Einträge zur Beschriftung von Begrenzungsrahmen
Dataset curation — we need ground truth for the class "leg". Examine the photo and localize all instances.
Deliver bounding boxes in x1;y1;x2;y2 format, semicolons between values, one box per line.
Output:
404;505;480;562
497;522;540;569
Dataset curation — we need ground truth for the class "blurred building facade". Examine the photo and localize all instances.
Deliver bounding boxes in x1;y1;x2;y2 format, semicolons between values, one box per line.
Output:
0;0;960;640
==
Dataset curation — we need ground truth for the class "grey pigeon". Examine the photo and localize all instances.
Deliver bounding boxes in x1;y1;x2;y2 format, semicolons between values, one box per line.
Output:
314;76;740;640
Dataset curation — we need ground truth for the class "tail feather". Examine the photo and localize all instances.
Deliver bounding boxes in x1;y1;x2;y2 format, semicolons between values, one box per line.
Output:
...
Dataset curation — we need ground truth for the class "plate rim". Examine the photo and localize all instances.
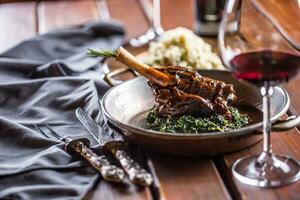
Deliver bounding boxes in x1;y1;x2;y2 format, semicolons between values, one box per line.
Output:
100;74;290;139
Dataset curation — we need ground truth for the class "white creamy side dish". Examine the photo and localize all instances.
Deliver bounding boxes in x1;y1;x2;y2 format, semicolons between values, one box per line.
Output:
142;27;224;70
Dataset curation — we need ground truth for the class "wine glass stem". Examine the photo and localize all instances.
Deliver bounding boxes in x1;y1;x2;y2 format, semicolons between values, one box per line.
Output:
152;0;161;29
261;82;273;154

> [AUFGABENBESCHREIBUNG]
Ermittle alle Zeilen der Einträge oben, in denen das Wort "truth" vorkommt, und gib jede dieser Zeilen vollständig wieder. Dabei zählt die Groß- und Kleinschreibung.

> [DIE ANTWORT]
Dataset curation — we need ground truth for the class "leg". Examine the photo and localize all instances.
Dataset curation — we need ground truth for the class "blurred building facade". Examine the photo and localize all instances.
Dataset curation — we need ground truth for the class "grey pigeon". Examine the photo and localize all instances.
Dataset curation — we need ground truth for the class "tail feather". Examine the photo and localize all instances.
Dataset curation — we need ground truth for the class "plate rim". Examine the photo and localize all instances.
Dataset curation — we need ground truth for the class "white creamy side dish". Examine the photo and localize all instances.
Dataset curation — we need ground truth for the class "wine glass stem". Examine the photo and localize all instances.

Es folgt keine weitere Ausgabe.